2. Description of the Related Art
Conventionally, in the technical field of electronic musical
instruments, there is utilized an electronic musical instrument for
storing sequence information, the information elements of which
concerning performances are arranged in the performance order, for
sequentially reading the sequence information and effecting an
automatic performance by using the read sequence information. The
sequence information comprises a plurality of elements of key
number data and step-time data. The key number data represents
pitches of musical tones; and the step-time data represents a time
from a moment corresponding to the first note of a piece of music
(i.e., the first note of the first bar of the piece of music) to
another moment at which a sounding of a musical tone of the piece
of music is started.
When effecting such an automatic performance, a player must preset
musical-factor data (e.g., timbre data designating the timbre of
each musical tone, transposition data, and tempo data denoting the
tempo at which the music is performed) in an electronic musical
instrument before an automatic performance is effected. Namely,
prior to the automatic performance, the player must set the musical
factors by turning on a timbre switch corresponding to a desired
timbre and adjust a transposition knob or control and a tempo
control, to thus set the desired data.
Where each musical factor is established prior to an automatic
performance as above described, however, the musical factors are
not changed but are fixed thereafter until the performance is
completed. Consequently, the conventional electronic musical
instrument encounters a problem in that the content of an automatic
performance becomes monotonous.
Therefore, a countermeasure has been considered whereby, in the
middle of an automatic performance, the timbre switch is placed in
another position and/or the transposition control and the tempo
control are operated, but it is very troublesome to carry out such
a countermeasure in the middle of a performance. Further, it is
necessary to timely perform such a countermeasure, because the
content of the performance becomes unnatural if such a
countermeasure is effected at a pause (e.g., an end of a bar)
during a performance. It is very difficult, however, to timely
effect such a countermeasure.
Furthermore, the conventional electronic musical instrument
provides a function known as a fill-in function, i.e., a function
of changing the content of an automatic performance of one phrase
or two phrases in response to a depression of a fill-in button
thereof in the middle of the performance. Nevertheless, the content
of the performance returns to the original content thereof after
such a fill-in performance (i.e., the performance using the fill-in
function) is completed. Moreover, the fill-in button must be
operated for executing the fill-in function, and thus the
conventional electronic musical instrument encounters another
problem in that the execution of the fill-in function is
troublesome.

— Pointing entries —
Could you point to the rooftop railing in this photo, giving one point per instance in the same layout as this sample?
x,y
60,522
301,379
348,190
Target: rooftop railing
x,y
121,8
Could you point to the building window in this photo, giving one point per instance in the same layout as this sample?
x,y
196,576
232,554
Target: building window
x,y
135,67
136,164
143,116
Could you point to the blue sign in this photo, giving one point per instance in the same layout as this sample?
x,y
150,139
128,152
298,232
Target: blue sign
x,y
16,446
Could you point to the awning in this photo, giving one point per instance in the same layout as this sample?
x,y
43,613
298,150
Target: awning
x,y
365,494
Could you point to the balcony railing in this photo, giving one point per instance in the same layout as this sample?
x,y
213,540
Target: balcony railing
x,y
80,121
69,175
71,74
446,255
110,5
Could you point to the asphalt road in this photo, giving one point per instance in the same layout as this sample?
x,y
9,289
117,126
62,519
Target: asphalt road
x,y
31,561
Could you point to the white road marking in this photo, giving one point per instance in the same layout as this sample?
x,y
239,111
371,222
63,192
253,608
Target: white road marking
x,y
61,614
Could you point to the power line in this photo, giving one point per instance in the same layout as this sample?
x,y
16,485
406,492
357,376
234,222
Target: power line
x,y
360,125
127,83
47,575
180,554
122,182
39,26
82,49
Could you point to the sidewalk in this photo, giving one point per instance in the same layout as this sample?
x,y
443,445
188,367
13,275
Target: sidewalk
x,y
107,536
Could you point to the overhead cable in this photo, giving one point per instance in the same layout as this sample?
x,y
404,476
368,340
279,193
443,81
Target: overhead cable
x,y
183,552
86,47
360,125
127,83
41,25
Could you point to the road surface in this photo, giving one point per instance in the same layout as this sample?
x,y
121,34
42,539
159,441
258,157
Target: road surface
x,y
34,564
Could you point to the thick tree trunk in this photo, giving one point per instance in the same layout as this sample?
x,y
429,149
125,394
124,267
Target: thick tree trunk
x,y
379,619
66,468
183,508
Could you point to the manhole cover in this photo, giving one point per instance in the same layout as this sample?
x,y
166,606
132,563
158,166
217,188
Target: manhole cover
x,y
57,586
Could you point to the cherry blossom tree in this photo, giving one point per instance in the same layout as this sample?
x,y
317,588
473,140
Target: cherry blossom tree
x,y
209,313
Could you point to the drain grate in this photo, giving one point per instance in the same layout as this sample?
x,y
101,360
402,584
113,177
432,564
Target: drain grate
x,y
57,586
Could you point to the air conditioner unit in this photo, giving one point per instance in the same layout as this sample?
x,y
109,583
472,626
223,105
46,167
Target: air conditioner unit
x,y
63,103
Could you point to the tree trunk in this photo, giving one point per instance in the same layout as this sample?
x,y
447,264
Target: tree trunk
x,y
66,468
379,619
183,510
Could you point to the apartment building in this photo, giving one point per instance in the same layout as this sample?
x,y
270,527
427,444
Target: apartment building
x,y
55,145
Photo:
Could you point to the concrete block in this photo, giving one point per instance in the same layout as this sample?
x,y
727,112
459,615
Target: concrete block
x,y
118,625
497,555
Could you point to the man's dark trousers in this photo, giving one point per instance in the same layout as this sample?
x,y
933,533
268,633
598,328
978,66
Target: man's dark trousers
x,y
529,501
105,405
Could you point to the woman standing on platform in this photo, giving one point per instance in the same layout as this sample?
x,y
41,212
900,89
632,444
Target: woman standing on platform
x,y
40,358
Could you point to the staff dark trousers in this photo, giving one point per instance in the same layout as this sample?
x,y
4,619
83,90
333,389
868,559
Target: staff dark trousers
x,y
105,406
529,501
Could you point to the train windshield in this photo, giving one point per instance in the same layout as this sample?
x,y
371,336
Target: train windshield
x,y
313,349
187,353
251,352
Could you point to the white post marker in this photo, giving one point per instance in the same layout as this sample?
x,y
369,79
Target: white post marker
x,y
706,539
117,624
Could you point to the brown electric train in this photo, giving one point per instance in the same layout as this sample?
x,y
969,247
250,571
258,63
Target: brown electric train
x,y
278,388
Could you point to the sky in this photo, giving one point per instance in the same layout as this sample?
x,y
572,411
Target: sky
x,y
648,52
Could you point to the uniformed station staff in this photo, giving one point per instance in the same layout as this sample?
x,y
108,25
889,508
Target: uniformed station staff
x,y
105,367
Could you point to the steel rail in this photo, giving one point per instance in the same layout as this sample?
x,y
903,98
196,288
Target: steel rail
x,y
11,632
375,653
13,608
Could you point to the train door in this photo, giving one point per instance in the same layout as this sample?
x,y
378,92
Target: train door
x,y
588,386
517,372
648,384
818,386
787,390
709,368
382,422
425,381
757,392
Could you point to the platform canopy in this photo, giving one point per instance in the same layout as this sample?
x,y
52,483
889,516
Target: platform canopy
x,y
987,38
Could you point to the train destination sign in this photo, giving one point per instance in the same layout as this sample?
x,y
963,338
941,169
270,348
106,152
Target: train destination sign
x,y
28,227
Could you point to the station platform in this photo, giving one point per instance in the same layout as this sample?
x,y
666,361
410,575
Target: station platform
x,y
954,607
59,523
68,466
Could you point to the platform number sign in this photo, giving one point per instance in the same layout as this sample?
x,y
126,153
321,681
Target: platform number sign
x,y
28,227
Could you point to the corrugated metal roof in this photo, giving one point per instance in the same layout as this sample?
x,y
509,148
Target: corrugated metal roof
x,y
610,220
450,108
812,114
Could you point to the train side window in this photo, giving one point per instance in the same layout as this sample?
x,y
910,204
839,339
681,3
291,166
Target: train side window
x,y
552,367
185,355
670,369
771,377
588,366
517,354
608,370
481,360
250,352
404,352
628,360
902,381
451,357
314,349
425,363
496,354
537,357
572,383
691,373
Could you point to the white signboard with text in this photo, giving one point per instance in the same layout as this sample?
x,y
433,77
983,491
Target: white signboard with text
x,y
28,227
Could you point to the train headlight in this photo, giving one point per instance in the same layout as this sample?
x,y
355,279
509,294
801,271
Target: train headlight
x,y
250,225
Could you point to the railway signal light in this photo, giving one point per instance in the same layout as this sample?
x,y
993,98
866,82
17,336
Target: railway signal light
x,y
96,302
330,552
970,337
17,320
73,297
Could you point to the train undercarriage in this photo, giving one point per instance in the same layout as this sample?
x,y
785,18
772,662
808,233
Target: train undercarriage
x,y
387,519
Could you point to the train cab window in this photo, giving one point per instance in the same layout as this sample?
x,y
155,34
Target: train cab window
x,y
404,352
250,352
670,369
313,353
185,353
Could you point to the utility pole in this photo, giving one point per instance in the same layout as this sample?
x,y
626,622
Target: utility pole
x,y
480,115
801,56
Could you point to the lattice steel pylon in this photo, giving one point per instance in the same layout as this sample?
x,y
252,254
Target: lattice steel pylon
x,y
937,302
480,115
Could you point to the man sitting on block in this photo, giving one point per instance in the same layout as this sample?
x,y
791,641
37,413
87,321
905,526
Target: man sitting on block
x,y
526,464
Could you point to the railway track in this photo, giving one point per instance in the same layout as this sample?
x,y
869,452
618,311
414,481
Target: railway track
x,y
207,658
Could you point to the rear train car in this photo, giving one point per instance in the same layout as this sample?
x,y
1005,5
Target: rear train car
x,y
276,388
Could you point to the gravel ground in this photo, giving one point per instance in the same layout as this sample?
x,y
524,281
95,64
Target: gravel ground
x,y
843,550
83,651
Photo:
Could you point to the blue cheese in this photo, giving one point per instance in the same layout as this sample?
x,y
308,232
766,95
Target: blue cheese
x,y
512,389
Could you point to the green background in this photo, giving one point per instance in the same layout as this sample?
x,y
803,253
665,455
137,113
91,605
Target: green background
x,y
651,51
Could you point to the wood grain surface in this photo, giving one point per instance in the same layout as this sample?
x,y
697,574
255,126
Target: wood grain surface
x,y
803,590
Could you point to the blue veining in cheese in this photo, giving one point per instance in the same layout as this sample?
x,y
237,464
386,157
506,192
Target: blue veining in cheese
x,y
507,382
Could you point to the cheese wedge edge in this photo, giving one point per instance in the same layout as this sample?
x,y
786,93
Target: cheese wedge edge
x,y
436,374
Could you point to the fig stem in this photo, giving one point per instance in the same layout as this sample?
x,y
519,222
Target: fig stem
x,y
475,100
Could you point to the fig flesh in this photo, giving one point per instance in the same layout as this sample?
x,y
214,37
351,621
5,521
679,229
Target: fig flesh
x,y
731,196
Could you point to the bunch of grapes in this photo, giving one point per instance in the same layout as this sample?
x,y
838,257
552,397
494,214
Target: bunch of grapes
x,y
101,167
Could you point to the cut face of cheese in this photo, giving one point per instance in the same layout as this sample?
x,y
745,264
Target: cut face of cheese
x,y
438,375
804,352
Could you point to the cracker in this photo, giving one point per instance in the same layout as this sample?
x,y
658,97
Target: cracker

— Aim 1 —
According to the related-art passage, what does the key number data represent?
— Aim 2 —
For each statement, indicate whether the related-art passage supports it, and quote the deciding words: (a) Musical factors set before an automatic performance remain fixed until that performance is completed. (b) Once a fill-in performance ends, the automatic performance keeps the changed content. (c) Changing the musical factors at a pause such as the end of a bar keeps the performance natural.
None of the entries is required to complete the tasks.

— Task answer 1 —
Pitches of musical tones.

— Task answer 2 —
(a) Yes: "the musical factors are not changed but are fixed thereafter until the performance is completed."
(b) No: "the content of the performance returns to the original content thereof after such a fill-in performance (i.e., the performance using the fill-in function) is completed."
(c) No: "the content of the performance becomes unnatural if such a countermeasure is effected at a pause (e.g., an end of a bar) during a performance."